- [TASK DETAILS] Search the data for the word "surface". Reproduce every line where it is found.

(Records contained in a dataset)

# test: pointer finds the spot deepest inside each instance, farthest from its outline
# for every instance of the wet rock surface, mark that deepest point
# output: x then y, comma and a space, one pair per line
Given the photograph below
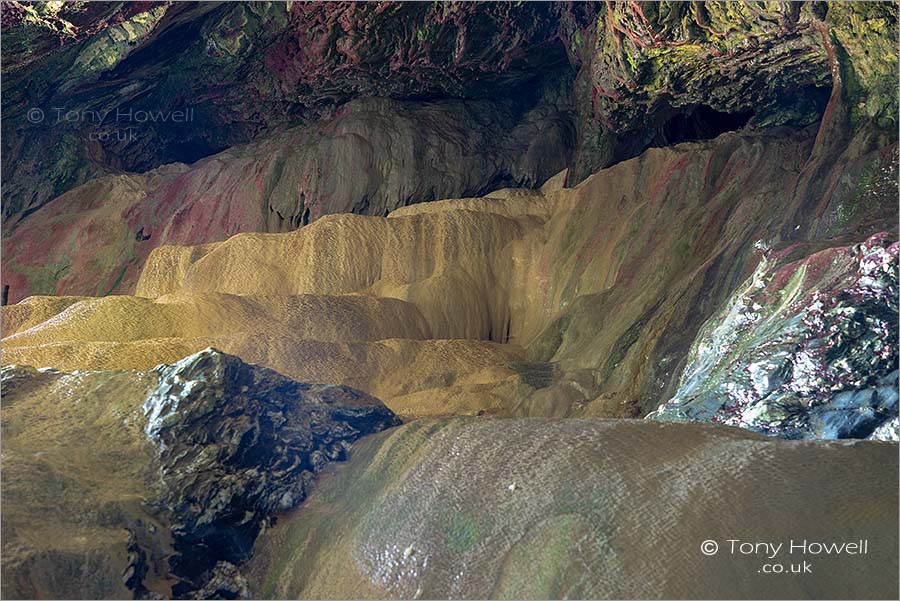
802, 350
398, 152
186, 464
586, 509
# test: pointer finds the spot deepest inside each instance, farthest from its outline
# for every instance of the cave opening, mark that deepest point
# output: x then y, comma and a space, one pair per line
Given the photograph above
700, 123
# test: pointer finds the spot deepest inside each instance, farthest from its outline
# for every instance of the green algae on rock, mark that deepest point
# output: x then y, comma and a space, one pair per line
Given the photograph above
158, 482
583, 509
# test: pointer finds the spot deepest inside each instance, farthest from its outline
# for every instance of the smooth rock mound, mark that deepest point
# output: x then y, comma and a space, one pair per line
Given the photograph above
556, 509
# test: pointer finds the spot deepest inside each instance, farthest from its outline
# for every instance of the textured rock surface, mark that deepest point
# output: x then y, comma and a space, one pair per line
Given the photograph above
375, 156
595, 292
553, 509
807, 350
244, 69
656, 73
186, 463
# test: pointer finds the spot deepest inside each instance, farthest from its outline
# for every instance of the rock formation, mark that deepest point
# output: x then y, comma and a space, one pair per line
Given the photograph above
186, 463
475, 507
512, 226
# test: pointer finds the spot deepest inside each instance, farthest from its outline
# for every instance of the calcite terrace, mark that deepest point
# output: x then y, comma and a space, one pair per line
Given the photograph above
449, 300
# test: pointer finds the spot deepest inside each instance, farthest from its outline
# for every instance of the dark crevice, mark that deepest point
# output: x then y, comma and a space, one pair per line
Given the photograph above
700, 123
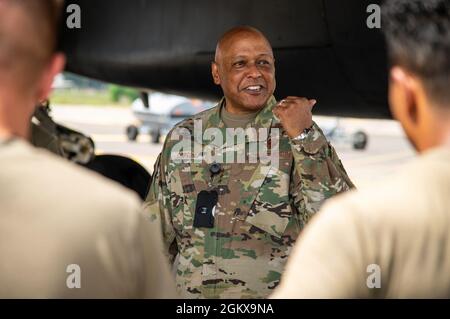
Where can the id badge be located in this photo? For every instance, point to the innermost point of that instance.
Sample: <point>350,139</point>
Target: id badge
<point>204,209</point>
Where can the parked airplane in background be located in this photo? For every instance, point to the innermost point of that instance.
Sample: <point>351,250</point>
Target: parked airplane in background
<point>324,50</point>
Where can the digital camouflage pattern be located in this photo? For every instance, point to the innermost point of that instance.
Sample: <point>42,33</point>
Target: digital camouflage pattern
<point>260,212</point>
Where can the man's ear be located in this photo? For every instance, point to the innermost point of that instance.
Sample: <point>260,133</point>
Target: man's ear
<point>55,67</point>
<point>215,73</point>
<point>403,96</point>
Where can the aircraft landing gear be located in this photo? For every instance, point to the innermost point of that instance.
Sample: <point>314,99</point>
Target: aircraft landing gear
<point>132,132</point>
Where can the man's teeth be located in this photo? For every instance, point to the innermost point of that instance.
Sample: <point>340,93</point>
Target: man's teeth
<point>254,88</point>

- [RESPONSE TO THIS TASK]
# for every instance of the wet rock surface, mark that deepest point
# for every instance of the textured rock surface, mark that deepest point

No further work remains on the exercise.